Nice job, Dan. I'd go with the idea of matching it's surroundings. That's a good place for a Stick-Up!

Reactions: Like 1


----------



## Kevin (Dec 14, 2014)

@bluedot you might consider polymerized tung oil; it will darken it softly and give a sort of aged patina yet still allow the natural grain and natural color to still be appreciated. test some on a decent sized scrap piece. Sutherland Welles makes a good polymerized TO I have used it personally and love it.

Reactions: Like 1 | Agree 2


----------



## DLJeffs (Dec 15, 2014)

Very nice. I really like that you didn't put any sort of lip on the inside edges. My wife bought one sort of like that years ago. But it had 3/4 inch trim pieces completely around the inside edge. The trash bags were constantly catching and tearing on those trim pieces. I hated that thing. In fact, one evening, after picking up all the trash again, I totally destroyed that thing in the middle of my drive way. I bet the neighbors thought I'd lost it. I kicked it, stomped it, threw it, broke every piece that wasn't broke and tossed it all in the big bin. Felt much better afterwards tho.

Oh yeah, I second Kevin's suggestion of a straight finish without stain. I always like the natural wood grain look.

Reactions: Like 1


----------



## Kevin (Dec 15, 2014)

DLJeffs said:


> I kicked it, stomped it, threw it, broke every piece that wasn't broke and tossed it all in the big bin.





jmurray said:


> i suffer from extreme road rage at times. ive been known to follow a jackass to his destination and let them know exactly how i feel. if it was legal id have 2 50 cals fitted to the hood of my truck. ....

• [TO DO]:
Answer these questions about the forum thread above.
(a) What company does Kevin name as making a polymerized tung oil he has used?
(b) How wide were the trim pieces around the inside edge of the one DLJeffs's wife bought?
(c) What does jmurray say he would have fitted to the hood of his truck if it were legal?

• [DATA SHOWN]:
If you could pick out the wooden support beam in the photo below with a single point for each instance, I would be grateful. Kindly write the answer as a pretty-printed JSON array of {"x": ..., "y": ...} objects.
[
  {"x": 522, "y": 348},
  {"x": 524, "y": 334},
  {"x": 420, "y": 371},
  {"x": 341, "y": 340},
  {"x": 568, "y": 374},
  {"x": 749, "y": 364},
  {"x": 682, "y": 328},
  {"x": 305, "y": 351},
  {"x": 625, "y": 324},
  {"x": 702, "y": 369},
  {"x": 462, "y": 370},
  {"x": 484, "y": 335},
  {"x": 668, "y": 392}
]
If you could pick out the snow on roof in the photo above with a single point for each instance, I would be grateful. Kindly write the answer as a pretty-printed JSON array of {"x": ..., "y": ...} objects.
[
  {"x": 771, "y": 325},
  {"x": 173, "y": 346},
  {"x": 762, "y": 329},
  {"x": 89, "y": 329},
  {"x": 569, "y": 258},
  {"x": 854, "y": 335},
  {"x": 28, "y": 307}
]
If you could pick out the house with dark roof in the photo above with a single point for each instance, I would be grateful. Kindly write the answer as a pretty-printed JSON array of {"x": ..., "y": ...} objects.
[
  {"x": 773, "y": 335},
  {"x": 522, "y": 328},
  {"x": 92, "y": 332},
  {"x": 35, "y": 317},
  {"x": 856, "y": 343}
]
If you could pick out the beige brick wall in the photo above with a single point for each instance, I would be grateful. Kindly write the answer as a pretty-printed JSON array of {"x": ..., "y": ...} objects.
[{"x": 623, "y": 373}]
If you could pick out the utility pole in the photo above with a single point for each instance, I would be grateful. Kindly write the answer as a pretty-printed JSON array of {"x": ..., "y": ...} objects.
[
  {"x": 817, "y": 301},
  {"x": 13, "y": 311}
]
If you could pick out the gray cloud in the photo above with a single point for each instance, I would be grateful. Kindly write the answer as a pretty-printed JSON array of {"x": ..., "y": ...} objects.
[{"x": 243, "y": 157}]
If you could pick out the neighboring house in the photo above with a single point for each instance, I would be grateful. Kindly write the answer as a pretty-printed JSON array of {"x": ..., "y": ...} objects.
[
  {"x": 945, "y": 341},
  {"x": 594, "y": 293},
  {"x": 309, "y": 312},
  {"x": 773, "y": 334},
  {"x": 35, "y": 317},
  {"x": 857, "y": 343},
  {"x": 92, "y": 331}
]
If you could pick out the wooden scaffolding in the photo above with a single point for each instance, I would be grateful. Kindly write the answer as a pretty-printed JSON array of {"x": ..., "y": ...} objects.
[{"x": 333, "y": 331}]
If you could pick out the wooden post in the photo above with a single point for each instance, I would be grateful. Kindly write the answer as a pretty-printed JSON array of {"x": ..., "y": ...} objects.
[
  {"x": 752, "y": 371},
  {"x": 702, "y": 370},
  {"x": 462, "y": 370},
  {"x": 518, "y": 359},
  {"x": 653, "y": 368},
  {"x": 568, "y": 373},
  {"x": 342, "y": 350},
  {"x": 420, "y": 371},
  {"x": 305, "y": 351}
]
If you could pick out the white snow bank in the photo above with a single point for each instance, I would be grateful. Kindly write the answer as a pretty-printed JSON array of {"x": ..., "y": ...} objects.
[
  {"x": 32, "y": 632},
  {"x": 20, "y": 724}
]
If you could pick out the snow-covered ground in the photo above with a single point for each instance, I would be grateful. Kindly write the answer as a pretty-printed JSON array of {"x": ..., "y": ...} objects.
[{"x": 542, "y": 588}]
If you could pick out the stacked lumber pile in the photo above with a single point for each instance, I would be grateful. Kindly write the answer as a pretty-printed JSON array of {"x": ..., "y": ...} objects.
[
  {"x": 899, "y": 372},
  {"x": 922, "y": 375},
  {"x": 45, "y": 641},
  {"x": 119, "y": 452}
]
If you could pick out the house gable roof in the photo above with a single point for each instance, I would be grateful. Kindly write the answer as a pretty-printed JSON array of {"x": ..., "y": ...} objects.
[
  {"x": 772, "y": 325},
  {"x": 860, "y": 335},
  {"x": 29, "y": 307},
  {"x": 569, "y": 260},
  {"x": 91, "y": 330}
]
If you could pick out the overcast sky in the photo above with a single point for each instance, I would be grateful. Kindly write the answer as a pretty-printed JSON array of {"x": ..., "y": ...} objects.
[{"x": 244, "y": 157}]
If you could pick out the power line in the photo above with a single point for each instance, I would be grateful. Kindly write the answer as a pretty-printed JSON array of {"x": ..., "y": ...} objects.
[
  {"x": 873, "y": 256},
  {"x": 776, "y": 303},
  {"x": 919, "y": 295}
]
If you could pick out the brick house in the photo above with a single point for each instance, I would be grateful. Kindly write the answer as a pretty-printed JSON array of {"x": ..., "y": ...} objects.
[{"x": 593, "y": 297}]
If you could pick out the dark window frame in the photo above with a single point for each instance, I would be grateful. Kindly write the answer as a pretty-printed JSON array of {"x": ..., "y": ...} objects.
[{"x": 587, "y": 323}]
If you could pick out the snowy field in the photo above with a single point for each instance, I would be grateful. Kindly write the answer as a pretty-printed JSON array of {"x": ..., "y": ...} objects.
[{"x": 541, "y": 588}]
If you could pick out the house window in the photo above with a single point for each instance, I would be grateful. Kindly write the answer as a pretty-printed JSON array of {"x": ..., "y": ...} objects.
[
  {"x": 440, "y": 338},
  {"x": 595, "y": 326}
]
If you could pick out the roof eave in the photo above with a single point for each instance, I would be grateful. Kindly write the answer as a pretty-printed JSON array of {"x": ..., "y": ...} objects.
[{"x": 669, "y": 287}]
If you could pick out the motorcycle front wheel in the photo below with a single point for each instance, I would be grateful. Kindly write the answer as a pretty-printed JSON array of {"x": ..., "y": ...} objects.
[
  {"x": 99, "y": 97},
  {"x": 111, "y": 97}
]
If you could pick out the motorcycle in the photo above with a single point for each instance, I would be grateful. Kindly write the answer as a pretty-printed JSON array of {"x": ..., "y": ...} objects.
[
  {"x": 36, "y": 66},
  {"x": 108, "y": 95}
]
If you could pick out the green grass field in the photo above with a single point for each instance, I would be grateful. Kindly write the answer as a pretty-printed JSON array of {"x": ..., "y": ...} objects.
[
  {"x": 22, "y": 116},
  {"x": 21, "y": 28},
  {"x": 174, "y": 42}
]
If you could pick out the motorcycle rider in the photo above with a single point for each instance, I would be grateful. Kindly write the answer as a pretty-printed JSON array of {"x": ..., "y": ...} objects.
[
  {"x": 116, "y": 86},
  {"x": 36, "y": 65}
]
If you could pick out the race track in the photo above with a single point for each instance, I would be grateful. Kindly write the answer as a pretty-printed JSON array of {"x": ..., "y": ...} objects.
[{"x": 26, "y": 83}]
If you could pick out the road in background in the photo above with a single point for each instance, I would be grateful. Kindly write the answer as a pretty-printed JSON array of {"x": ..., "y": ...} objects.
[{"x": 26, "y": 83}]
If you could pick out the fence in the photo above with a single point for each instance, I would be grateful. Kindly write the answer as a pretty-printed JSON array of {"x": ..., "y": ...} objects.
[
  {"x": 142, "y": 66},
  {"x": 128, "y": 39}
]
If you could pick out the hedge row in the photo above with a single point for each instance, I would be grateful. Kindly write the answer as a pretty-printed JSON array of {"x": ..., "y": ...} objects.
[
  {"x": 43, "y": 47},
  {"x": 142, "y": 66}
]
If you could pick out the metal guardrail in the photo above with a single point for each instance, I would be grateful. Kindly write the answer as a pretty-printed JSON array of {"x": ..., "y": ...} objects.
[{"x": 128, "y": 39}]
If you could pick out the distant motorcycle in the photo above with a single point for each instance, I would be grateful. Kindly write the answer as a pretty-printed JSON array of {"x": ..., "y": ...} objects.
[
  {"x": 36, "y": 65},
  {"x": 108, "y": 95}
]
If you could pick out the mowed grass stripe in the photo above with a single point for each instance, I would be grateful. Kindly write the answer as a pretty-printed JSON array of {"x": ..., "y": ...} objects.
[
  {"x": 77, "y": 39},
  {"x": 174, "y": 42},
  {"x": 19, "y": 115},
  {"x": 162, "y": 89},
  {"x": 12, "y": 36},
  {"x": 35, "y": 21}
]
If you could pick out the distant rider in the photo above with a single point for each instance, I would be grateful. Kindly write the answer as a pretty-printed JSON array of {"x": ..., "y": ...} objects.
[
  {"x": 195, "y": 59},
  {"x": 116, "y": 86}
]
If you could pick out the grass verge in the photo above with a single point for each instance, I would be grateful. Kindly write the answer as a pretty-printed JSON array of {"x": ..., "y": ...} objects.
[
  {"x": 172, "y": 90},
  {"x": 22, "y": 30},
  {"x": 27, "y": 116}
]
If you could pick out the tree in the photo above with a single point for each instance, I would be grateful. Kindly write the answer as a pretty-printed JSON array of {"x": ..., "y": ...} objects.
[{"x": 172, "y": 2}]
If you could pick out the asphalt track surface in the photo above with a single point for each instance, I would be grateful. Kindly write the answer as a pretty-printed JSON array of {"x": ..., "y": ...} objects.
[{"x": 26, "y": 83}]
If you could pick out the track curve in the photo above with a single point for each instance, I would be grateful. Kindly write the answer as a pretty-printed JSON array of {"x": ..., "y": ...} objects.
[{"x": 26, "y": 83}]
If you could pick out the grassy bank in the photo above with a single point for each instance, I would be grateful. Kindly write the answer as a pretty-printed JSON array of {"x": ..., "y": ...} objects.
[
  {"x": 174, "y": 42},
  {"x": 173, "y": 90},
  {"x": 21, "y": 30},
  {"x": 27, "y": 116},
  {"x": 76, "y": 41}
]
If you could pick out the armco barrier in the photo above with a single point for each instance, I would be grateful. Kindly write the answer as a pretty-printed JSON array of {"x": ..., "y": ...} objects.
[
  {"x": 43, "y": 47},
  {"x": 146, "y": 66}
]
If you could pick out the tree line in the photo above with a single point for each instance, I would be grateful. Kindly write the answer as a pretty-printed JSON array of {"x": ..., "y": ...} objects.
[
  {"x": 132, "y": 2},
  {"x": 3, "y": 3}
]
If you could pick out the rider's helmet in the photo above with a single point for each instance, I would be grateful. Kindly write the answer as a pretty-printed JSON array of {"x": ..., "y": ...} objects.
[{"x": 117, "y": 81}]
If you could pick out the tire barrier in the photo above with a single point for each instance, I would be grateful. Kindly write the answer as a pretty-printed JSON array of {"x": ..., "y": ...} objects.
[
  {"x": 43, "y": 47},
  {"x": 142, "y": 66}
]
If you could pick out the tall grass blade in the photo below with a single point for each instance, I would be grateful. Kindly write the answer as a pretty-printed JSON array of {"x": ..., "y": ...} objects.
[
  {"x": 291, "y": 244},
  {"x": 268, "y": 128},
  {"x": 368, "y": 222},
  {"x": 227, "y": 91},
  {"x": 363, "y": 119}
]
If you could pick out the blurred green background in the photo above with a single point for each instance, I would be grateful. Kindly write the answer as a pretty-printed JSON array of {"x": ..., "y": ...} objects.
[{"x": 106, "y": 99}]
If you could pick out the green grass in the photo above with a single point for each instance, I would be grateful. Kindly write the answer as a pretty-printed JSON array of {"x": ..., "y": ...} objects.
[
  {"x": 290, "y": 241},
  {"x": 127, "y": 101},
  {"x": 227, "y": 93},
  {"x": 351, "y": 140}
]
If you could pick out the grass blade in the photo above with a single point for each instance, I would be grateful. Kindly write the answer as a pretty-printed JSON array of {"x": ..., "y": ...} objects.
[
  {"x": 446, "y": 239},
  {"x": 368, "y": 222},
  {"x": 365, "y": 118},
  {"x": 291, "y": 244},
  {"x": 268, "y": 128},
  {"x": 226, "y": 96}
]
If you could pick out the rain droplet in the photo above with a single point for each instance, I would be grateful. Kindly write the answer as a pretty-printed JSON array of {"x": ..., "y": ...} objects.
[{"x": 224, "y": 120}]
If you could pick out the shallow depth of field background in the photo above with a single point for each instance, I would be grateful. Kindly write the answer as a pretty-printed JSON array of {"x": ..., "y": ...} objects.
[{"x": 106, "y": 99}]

• [WRITTEN REPLY]:
(a) Sutherland Welles
(b) 3/4 inch
(c) 2 50 cals